▶ **Exercise instructions**: Reproduce the passage of the Nestlé results text word for word, starting at "9MFY20 core net" and ending at "safe working environment.".
***** Text
9MFY20 core net income (CNI) within expectation. Nestlé (M)’s 9MFY20 CNI of RM472.6m met our expectation, making up 71.7% or our expectation and 72.8% of consensus full year estimates. An interim dividend of 70sen was announced, which is also within estimates.
CNI for the nine months period declined by -10.2%yoy to RM472.6 as revenue slipped -3.5%yoy to RM4.0b. The softer performance during the period compared to the previous year is largely attributed to the Covid-19 pandemic which had dampened demand the disrupted the hotel, restaurant and café (HORECA) segment. During the period, operating costs has also increased due to the more stringent standard operating procedures (SOP) to ensure a safe working environment.
3QFY20 CNI fell -15.1%yoy to RM130.7m as revenue stayed largely unchanged at RM1.4b. The lower quarterly net profit can be attributed to the gross profit margin that compressed by 0.7ppt and operating profit margin that compressed by 1.4ppt. This was mainly due to higher operating costs in preserving its workplace safety and the workplace segregation. Meanwhile, the company continues to launch new products during the quarter. They include: MILO Activ-Go Plus Fibre, NESCAFÉ Latte Milk Tea, NESCAFÉ Ice Cappuccino, NESTLÉ ICE CREAM (Musang King, LA CREMERIA Peanut Butter), MAGGI (MAGGI FUSIAN Bowl range) and NESTUM (Purple Sweet Potato and Taro).
HORECA segment still lag although it has improved compared to 2Q. NESTLÉ PROFESSIONAL business division, which supplies to the HORECA segment, has been hard hit due to the movement control order (MCO). The segment has recovered with the Recovery MCO, which started since June but it is still weaker than the performance a year ago. We expect this segment to remain subdue as the conditional MCO in the Klang Valley and other affected areas since mid-October and is expected to last until December. That said, we believe that demand will shift to the food and beverage segment (F&B) as more people work from home and stay at home. We think that Nestlé will be ready to capitalise on this trend that it had already put in place digital marketing strategies and distribution channels to support the change in consumer habits.
**********
***** Data to examine
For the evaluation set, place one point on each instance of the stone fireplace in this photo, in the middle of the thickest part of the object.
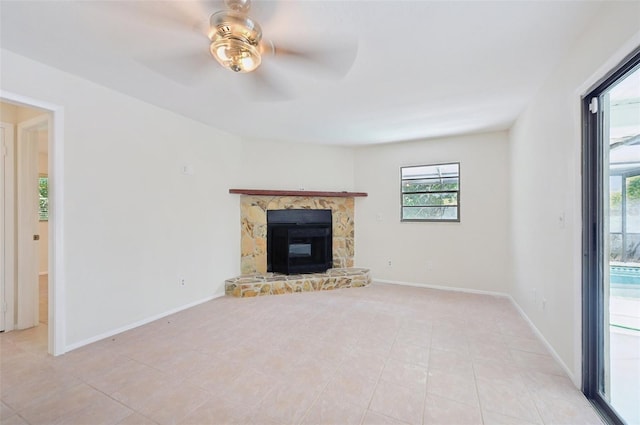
(253, 218)
(331, 236)
(299, 241)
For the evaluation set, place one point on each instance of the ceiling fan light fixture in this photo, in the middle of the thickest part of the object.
(235, 40)
(236, 55)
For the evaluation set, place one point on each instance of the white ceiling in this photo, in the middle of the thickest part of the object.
(409, 69)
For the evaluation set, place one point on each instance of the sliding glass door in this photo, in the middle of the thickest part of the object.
(611, 316)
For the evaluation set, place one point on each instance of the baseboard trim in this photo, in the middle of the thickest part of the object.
(546, 343)
(533, 327)
(133, 325)
(444, 288)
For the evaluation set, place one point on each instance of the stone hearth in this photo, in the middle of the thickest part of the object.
(257, 284)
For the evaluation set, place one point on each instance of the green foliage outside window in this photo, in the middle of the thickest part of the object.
(43, 191)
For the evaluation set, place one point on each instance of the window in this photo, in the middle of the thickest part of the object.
(43, 192)
(431, 192)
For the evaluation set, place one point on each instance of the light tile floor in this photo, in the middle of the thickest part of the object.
(377, 355)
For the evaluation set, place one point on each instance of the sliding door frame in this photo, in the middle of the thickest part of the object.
(593, 240)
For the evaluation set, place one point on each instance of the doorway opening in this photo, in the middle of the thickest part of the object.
(31, 221)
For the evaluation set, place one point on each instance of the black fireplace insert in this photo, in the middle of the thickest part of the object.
(299, 241)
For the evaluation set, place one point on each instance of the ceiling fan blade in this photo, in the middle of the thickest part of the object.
(332, 60)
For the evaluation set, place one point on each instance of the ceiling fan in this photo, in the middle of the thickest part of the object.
(236, 38)
(237, 44)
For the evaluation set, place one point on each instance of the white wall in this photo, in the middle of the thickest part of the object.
(294, 166)
(545, 150)
(472, 254)
(134, 223)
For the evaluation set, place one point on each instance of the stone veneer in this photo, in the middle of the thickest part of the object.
(253, 215)
(274, 283)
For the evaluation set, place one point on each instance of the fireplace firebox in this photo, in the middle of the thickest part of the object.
(299, 241)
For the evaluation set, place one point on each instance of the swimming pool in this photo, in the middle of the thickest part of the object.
(624, 281)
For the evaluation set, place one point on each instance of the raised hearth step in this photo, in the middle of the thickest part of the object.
(257, 284)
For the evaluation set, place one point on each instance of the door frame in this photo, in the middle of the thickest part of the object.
(7, 240)
(27, 170)
(57, 309)
(594, 240)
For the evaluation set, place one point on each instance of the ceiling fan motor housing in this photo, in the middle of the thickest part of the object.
(235, 40)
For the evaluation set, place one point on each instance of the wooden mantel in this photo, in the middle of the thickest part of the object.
(262, 192)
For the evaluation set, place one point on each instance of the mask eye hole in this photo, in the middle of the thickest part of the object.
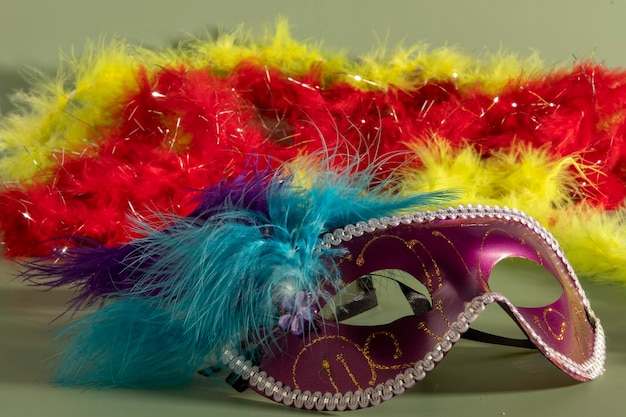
(379, 298)
(525, 283)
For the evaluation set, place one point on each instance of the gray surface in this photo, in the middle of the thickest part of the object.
(473, 380)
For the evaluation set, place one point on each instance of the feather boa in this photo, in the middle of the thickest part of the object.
(120, 134)
(212, 279)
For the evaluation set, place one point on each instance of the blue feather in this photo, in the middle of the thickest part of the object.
(217, 278)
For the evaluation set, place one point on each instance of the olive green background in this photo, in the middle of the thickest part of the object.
(474, 379)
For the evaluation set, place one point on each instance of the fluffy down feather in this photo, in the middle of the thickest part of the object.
(181, 294)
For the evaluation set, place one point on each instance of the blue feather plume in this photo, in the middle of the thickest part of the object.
(216, 278)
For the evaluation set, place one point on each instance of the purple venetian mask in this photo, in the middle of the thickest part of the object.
(325, 364)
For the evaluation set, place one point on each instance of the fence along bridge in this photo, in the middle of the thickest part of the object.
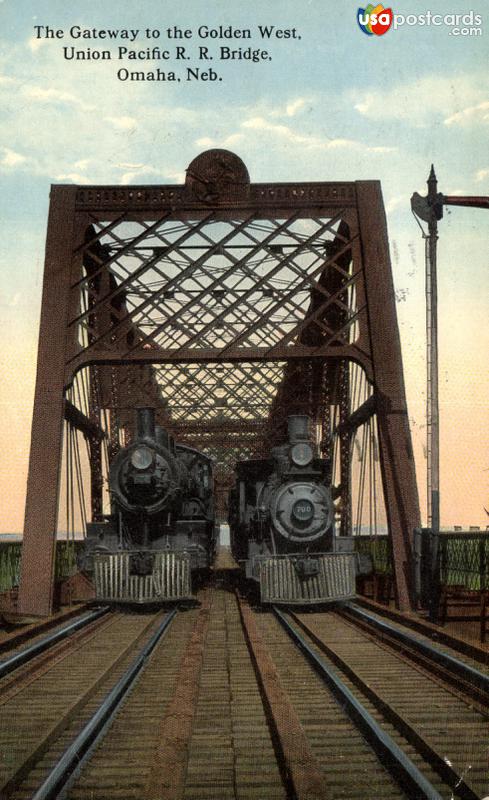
(227, 305)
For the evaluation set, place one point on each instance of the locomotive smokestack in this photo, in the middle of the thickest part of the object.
(298, 428)
(146, 423)
(162, 437)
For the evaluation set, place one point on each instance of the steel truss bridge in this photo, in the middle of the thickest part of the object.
(227, 305)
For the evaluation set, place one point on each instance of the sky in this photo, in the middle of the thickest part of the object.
(331, 104)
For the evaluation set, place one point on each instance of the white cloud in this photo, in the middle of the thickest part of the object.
(72, 177)
(12, 159)
(481, 175)
(54, 96)
(122, 123)
(136, 172)
(293, 107)
(419, 100)
(228, 141)
(477, 113)
(308, 140)
(34, 43)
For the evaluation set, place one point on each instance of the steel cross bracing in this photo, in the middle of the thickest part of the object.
(228, 306)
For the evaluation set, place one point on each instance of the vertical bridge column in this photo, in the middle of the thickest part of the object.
(396, 452)
(38, 549)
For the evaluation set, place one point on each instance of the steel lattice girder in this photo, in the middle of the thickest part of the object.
(291, 278)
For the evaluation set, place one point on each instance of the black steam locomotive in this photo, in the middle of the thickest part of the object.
(161, 530)
(282, 525)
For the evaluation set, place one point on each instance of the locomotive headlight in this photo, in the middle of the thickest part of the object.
(142, 457)
(301, 454)
(303, 511)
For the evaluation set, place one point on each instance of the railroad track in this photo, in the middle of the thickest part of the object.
(404, 684)
(44, 709)
(236, 703)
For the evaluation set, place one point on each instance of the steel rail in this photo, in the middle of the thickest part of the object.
(422, 745)
(393, 758)
(452, 665)
(75, 755)
(8, 665)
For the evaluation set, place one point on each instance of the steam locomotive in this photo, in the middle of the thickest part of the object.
(282, 525)
(161, 530)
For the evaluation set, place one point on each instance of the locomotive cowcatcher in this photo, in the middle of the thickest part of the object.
(161, 530)
(282, 524)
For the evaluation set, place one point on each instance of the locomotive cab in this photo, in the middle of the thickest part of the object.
(161, 528)
(282, 524)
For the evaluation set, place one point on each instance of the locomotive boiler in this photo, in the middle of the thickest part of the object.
(161, 532)
(282, 525)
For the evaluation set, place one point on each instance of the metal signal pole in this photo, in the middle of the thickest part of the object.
(432, 405)
(430, 209)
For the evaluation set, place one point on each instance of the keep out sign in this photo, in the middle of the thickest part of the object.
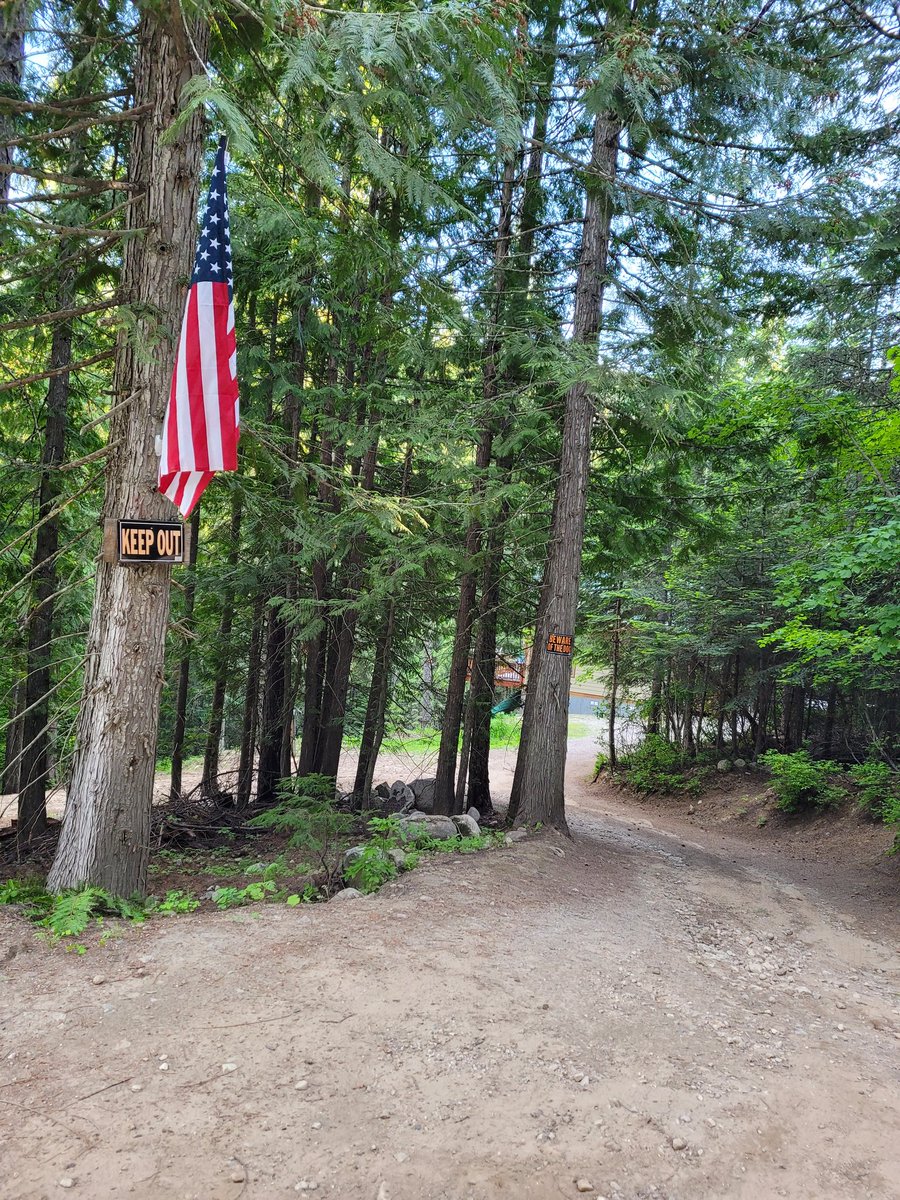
(150, 541)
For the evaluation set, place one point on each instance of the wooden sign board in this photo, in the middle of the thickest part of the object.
(559, 643)
(144, 541)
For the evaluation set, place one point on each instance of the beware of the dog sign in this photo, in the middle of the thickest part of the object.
(144, 541)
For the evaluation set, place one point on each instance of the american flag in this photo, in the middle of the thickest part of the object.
(199, 435)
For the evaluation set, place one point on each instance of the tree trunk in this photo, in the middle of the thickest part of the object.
(484, 666)
(376, 706)
(105, 838)
(34, 771)
(615, 684)
(655, 700)
(445, 799)
(184, 667)
(12, 750)
(335, 708)
(538, 789)
(251, 706)
(209, 785)
(274, 702)
(13, 22)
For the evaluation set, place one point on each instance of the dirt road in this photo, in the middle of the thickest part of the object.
(645, 1009)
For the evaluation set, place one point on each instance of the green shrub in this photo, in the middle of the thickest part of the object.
(801, 783)
(306, 811)
(879, 787)
(657, 766)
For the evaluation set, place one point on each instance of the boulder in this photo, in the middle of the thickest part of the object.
(435, 827)
(466, 826)
(424, 792)
(351, 856)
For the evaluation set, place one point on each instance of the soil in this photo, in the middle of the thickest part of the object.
(671, 1005)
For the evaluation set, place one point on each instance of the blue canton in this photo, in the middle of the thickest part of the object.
(213, 263)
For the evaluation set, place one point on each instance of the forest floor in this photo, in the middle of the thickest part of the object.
(672, 1006)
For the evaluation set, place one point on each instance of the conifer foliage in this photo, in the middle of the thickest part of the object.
(559, 328)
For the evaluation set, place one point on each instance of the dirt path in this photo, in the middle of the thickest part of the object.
(490, 1026)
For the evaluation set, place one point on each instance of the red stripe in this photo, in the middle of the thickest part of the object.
(227, 387)
(195, 385)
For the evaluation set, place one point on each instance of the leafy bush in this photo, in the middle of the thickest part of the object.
(802, 783)
(70, 913)
(306, 811)
(879, 787)
(657, 766)
(234, 898)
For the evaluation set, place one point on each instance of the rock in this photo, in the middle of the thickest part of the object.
(351, 856)
(466, 826)
(424, 792)
(435, 827)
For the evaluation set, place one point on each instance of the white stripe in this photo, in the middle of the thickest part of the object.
(193, 479)
(209, 371)
(183, 402)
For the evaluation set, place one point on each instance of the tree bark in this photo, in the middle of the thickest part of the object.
(105, 838)
(274, 702)
(538, 790)
(615, 685)
(33, 777)
(12, 750)
(184, 667)
(209, 785)
(13, 22)
(445, 799)
(251, 707)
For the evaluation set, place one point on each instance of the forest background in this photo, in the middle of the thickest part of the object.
(551, 318)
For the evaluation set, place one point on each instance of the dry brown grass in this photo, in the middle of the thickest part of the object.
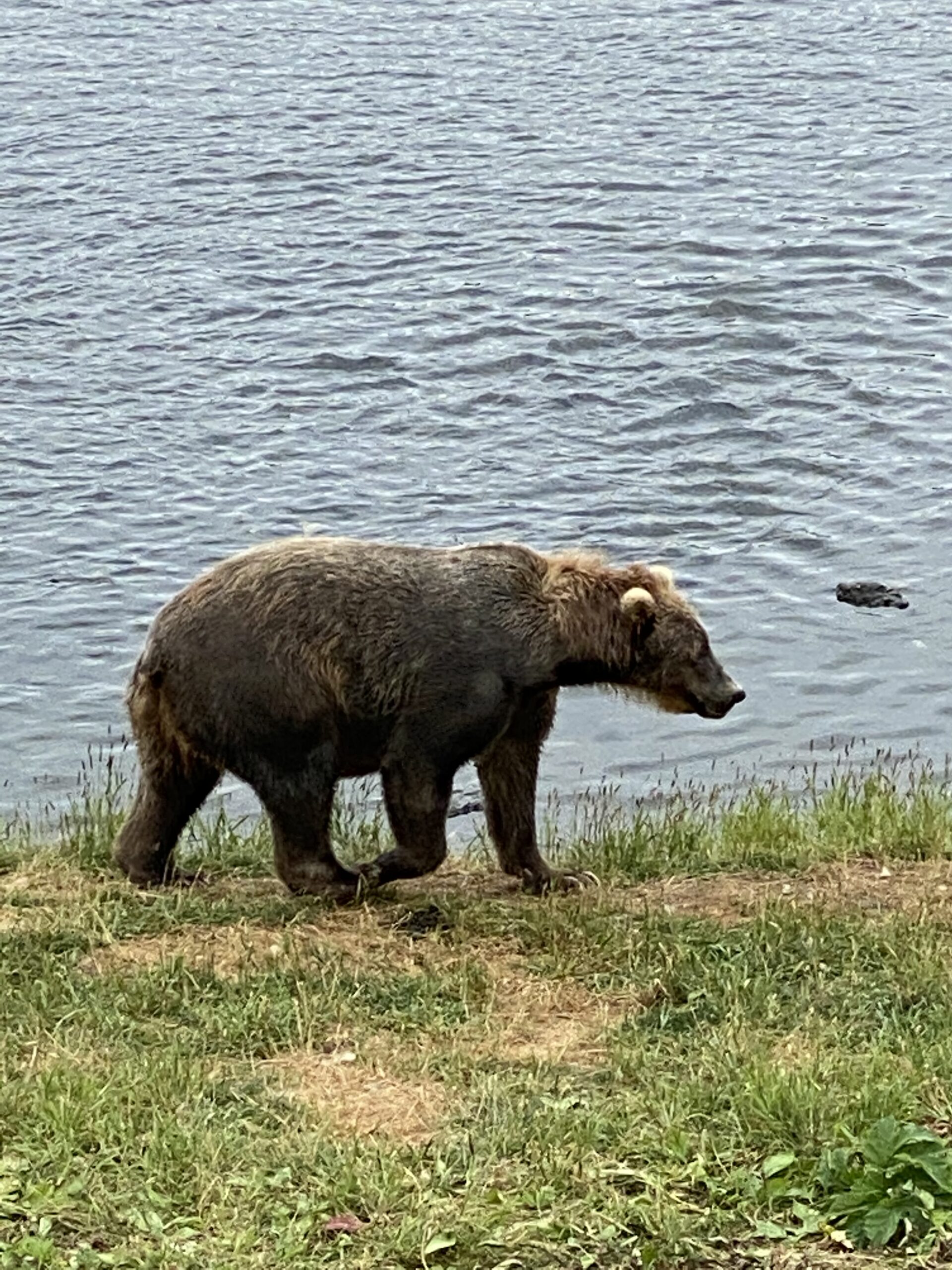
(356, 1095)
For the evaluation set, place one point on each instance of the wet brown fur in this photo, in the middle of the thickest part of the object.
(307, 659)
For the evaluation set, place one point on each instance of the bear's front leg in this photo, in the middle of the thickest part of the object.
(508, 774)
(416, 795)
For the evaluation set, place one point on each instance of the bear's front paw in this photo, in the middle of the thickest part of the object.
(558, 881)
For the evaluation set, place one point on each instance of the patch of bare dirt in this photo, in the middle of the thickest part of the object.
(531, 1019)
(357, 1096)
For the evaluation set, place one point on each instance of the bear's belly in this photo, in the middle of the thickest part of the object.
(361, 746)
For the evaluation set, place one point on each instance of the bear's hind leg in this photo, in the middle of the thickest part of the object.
(169, 793)
(416, 798)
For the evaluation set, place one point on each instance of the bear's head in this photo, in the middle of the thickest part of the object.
(672, 662)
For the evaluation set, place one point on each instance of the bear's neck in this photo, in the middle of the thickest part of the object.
(578, 672)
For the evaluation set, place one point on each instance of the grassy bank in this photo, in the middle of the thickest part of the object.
(687, 1066)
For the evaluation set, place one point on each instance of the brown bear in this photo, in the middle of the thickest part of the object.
(307, 659)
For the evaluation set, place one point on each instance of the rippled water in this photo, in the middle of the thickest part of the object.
(668, 280)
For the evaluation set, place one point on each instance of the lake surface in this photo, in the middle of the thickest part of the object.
(665, 280)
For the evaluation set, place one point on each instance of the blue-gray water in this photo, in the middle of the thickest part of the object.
(669, 280)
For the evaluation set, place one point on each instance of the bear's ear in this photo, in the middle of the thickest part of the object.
(638, 605)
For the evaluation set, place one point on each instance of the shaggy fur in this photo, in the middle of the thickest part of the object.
(310, 659)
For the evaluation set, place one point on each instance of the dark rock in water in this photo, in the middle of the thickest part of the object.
(871, 595)
(465, 810)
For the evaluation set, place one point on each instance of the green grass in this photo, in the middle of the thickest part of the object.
(206, 1078)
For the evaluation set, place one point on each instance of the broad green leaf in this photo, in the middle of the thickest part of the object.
(440, 1244)
(766, 1230)
(883, 1142)
(881, 1223)
(777, 1164)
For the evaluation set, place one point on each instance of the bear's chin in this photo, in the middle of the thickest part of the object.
(668, 702)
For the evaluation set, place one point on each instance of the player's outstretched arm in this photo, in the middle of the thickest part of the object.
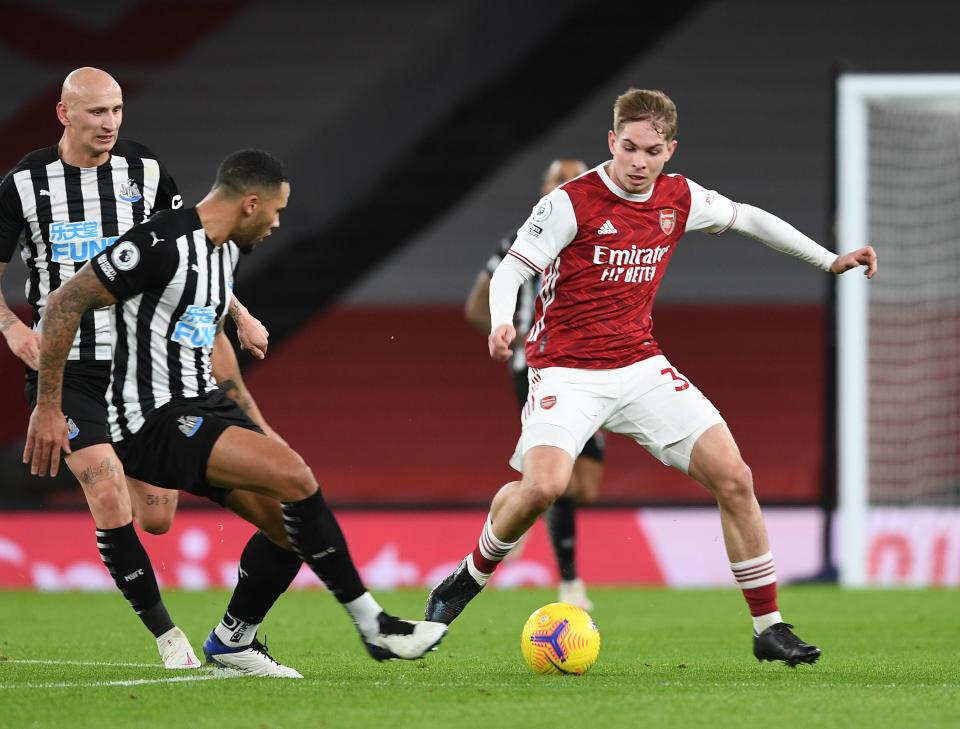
(500, 340)
(47, 432)
(476, 309)
(22, 340)
(251, 333)
(226, 371)
(504, 285)
(865, 256)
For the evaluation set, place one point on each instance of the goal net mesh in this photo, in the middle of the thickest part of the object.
(914, 332)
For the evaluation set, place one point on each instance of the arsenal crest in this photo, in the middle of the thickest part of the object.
(668, 219)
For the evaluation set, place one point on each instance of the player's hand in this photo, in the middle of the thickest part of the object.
(499, 342)
(252, 334)
(46, 437)
(865, 256)
(25, 343)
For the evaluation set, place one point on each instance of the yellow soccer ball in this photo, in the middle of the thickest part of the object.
(560, 639)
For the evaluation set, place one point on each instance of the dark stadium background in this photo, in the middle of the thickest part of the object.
(415, 133)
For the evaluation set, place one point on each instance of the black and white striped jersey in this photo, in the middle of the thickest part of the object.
(62, 216)
(173, 287)
(526, 300)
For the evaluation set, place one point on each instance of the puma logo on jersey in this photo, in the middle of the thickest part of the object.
(606, 229)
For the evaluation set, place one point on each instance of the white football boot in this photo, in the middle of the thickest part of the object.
(175, 650)
(406, 639)
(249, 660)
(574, 592)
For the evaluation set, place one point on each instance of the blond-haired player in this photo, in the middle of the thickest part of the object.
(602, 243)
**********
▶ **Solution for this exercise**:
9MFY20 core net income (CNI) within expectation. Nestlé (M)’s 9MFY20 CNI of RM472.6m met our expectation, making up 71.7% or our expectation and 72.8% of consensus full year estimates. An interim dividend of 70sen was announced, which is also within estimates.
CNI for the nine months period declined by -10.2%yoy to RM472.6 as revenue slipped -3.5%yoy to RM4.0b. The softer performance during the period compared to the previous year is largely attributed to the Covid-19 pandemic which had dampened demand the disrupted the hotel, restaurant and café (HORECA) segment. During the period, operating costs has also increased due to the more stringent standard operating procedures (SOP) to ensure a safe working environment.